Conjunto de tarefas:
• 1. Resuma em duas frases o perfil da cantora Beea.
• 2. Com base no perfil da cantora Beea, responda às perguntas abaixo:
(a) Qual é o nome de batismo da cantora?
(b) Com que idade ela se mudou com a família para Sete Lagoas?
(c) Em que ano ela viajou para Roma?
• 3. Estenda o perfil da cantora Beea, começando logo após a última frase apresentada.

Em Roma, cantora conta que está radicada em Los Angeles há quatro anos e meio (Foto: Divulgação)

Em Roma, cantora conta que está radicada em Los Angeles há quatro anos e meio (Foto: Divulgação)

Beea ou melhor, Gabriela, seu nome de batismo, só adotou o atual nome artístico, quando se mudou para Los Angeles, fato que completará cinco anos, em maio. “Me chamavam de Gabi, Bi e quando fui para lá ficava mais fácil para eles o Beea”, conta ela. A paixão pela música surgiu ainda muito pequena. “Meu pai, Carlão, foi músico, cantor, compositor e arranjador conhecido nas décadas de 80 e 90 lá na região e eu comecei a me apresentar com ele desde muito cedo e aos dez, 12, já estava em todos os shows profissionalmente. Então, esse mundo sempre fez parte da minha rotina, é algo quase espiritual”, conta.

A mãe sempre levava as três filhas para ver os shows. E o interesse dela por ser cantora surgiu aos cinco anos. “Acompanhando os shows do meu pai, acho que vi mais casamento do que qualquer pessoa (risos). Mas em uma dessas festas me chamaram atenção as luzes, o som, olhava para o palco e para a plateia repetindo esse movimento e eu me lembro que nessa hora me deu um sentimento de que as pessoas no palco estavam se divertindo mais. Na hora, falei para minha mãe que queria cantar, gritei tão alto que o show parou. Fui até o palco, cantei e nunca mais parei”, diverte-se. Aos 9, a família foi para Sete Lagoas. “Sempre fiz o que o meu coração mandava. Ao entender que queria cantar para mais gente, que aquilo é que me dava energia, me desliguei da parceria com meu pai”, lembra. Foi para Belo Horizonte, depois São Paulo, fez backing bocal para sertanejos, até que em 2010, viajou para Roma.

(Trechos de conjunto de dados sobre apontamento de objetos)
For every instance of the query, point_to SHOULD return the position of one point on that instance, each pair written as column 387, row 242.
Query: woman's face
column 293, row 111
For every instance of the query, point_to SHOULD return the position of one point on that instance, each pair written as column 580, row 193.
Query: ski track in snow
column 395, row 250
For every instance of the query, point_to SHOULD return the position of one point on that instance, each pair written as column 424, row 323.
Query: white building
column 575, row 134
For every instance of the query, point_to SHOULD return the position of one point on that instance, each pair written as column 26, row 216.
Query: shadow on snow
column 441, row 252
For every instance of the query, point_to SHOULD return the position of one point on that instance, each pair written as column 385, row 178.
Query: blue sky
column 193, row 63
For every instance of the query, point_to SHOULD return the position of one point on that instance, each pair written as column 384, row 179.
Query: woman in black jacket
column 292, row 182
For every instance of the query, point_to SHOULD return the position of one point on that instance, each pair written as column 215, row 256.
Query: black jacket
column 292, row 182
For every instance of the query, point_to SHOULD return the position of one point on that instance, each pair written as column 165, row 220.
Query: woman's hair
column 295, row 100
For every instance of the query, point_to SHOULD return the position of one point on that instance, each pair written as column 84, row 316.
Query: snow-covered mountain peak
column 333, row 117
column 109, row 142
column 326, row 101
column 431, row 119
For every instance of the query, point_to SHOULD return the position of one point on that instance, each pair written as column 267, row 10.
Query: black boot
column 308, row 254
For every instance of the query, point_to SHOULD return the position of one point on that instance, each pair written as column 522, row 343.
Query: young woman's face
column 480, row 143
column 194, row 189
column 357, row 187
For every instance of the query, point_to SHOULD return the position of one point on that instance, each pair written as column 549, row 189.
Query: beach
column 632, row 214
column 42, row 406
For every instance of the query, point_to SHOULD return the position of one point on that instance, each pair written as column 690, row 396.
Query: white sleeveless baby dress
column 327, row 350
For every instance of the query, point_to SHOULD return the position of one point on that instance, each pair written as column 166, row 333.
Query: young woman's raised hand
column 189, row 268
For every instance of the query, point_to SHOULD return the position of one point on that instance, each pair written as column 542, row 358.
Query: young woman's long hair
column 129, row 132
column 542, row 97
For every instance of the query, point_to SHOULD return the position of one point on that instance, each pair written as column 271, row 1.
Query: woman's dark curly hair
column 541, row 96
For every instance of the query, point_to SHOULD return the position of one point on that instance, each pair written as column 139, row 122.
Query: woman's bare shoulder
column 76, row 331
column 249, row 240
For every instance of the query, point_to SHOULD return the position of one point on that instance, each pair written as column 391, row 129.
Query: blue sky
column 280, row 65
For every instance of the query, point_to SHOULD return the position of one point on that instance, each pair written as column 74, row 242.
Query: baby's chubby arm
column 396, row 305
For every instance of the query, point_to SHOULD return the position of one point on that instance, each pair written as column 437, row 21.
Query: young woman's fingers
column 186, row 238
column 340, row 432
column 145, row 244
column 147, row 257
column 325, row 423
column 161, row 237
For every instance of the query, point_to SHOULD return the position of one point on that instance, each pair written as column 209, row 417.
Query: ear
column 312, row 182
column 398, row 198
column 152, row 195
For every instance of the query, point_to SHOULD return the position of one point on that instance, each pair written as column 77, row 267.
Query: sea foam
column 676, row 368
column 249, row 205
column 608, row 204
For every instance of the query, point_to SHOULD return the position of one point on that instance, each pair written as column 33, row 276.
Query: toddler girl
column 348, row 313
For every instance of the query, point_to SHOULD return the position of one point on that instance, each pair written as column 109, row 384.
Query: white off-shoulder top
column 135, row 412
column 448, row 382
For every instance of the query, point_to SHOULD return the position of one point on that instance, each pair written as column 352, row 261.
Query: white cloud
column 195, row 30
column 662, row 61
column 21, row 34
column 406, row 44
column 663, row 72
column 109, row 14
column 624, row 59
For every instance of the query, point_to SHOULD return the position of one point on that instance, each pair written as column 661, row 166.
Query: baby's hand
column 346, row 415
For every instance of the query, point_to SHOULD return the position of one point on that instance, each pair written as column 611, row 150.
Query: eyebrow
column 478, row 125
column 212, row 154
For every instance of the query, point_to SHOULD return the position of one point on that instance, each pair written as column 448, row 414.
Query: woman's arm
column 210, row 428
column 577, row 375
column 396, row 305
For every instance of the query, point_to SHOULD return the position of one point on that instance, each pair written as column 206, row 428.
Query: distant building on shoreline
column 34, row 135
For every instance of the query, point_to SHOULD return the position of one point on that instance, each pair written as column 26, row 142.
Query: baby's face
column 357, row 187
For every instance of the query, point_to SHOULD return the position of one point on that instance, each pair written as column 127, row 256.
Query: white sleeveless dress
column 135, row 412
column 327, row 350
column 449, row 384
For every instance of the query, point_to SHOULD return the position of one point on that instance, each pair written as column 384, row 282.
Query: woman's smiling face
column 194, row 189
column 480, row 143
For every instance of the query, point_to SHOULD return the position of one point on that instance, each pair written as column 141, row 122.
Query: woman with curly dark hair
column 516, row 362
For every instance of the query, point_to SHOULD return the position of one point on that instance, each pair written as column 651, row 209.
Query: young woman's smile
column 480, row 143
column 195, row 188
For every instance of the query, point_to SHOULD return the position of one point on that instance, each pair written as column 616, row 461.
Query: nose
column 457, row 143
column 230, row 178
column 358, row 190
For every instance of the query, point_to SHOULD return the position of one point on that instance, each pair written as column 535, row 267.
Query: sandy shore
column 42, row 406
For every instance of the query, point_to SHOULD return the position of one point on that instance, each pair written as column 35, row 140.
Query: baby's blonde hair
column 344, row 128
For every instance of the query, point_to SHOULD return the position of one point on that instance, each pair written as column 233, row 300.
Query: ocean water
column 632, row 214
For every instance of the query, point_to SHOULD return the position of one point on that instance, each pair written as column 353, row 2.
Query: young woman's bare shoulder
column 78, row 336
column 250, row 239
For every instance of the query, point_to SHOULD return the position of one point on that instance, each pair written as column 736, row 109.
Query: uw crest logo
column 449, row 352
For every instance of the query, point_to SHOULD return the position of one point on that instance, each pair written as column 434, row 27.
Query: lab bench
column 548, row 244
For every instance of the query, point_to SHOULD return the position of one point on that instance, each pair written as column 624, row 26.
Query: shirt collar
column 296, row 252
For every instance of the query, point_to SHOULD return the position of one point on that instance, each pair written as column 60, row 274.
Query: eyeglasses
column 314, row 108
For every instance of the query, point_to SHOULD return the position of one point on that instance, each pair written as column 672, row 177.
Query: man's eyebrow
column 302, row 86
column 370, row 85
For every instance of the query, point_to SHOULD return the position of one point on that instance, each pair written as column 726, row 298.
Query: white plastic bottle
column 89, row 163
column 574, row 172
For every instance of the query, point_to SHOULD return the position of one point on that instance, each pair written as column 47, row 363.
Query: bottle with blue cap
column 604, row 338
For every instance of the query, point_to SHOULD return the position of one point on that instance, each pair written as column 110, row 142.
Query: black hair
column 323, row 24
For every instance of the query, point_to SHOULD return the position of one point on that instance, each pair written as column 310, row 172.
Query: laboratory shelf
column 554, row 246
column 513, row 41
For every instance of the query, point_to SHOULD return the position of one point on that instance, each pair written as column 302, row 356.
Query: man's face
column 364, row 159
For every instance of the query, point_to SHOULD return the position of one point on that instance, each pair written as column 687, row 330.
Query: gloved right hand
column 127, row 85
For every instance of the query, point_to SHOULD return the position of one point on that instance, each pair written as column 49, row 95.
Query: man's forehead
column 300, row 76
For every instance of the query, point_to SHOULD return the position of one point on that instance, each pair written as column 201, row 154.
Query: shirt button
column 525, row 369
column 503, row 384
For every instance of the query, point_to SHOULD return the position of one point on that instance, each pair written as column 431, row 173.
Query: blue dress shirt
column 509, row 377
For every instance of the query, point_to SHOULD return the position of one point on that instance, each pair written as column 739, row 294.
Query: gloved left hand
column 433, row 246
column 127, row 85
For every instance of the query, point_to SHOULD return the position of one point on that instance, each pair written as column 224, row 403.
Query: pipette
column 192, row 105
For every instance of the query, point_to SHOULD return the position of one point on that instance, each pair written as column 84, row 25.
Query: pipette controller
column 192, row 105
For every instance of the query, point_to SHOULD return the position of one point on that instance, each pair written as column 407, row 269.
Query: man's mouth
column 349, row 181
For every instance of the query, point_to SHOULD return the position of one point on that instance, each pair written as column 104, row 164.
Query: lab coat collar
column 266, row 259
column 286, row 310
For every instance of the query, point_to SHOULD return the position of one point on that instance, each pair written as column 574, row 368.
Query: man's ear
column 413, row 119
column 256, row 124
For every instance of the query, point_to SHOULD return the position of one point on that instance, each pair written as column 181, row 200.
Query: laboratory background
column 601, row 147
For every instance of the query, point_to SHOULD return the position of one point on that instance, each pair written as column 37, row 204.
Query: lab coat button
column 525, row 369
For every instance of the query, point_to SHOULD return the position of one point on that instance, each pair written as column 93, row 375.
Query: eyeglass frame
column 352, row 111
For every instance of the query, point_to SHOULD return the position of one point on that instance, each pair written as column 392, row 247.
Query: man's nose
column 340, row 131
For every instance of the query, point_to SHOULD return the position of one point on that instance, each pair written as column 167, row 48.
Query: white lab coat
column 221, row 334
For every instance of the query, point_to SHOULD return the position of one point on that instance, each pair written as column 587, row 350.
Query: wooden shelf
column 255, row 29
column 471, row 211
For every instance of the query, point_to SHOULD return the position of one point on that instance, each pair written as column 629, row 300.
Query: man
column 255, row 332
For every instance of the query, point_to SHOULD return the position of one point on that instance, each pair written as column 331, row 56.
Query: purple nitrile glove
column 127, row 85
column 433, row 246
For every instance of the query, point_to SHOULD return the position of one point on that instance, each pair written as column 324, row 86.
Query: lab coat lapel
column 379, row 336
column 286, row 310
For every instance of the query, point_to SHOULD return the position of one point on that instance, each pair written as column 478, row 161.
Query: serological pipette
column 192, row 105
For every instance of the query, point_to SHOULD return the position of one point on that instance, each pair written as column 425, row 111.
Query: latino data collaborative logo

Exercícios resolvidos:
• 1. Gabriela, que adotou o nome artístico Beea ao se mudar para Los Angeles, apresentou-se desde muito cedo com o pai, Carlão, músico conhecido nas décadas de 80 e 90. O desejo de cantar surgiu aos cinco anos, durante um show do pai, e, depois de encerrar a parceria com ele, ela passou por Belo Horizonte e São Paulo até viajar para Roma em 2010.

• 2.
(a) Gabriela.
(b) Aos 9 anos.
(c) Em 2010.

• 3.
A intenção era permanecer quatro meses para ajudar a irmã Renata que havia tido um bebê. “Fiquei agitada. Não tinha nunca ficado tanto tempo sem fazer nada. Meu cunhado conhecia pessoas ligadas a música, conheci um DJ e em um desses shows, um agente de gravadora me viu e aí, em 2012, gravei uns singles, músicas minhas, em português e inglês. Por um tempo deu certo, mas tínhamos visões diferentes. Eles buscavam um produto que eu não queria entregar, uma coisa meio Shakira, dance, algo para rebolar e não é esse o meu estilo. Gosto de músicas que tenham realismo. Aí fechamos essa parceria”, explica. O projeto ficou engavetado.

De volta para o Brasil, teve problemas com um namorado ciumento e queria sair de perto daquilo. Aí olhou um mapa e, sem nunca ter pensado em morar na Califórnia, foi para Los Angeles. “Ao chegar lá, vi que era o lugar que eu sempre quis estar. A cidade respira arte e entretenimento. Para mim, era voltado para cinema e TV, mas Los Angeles é casa para qualquer tipo de expressão. Senti que nasci de novo. Aí fiz aulas de canto, um curso de artista independente, onde aprendi a gerenciar tudo na minha carreira.”

Beea busca conquistar espaço no cenário musical brasileiro (Foto: Divulgação)

Nesta mudança de país, não precisou exercer qualquer outra profissão para se manter. Ela recebia pelas apresentações que fazia com o pai e começou a usar suas economias. Beea acabou adquirindo um bom conhecimento na indústria da música e em LA, participou durante três meses como backing vocal de uma série de apresentações de Luis Fonsi, inclusive, na cerimônia do Grammy, quando ele era sucesso mundial com Despacito.  “Com certeza absoluta tive um aprendizado até de poder ver a diferença de estrutura de um artista globalmente conhecido. Imagina, de repente estava eu em uma apresentação do Grammy”, ressalta . E prossegue: “Tenho plena consciência de que sou forte. Não sei de onde veio toda essa coragem , essa vontade, esse topete de buscar as coisas. Algo dentro de mim me guia, mas tenho estrada longa para caminhar”, analisa ela, que não titubeou ao sair de seu país de origem e ganhar o mundo para conquistar seu sonho.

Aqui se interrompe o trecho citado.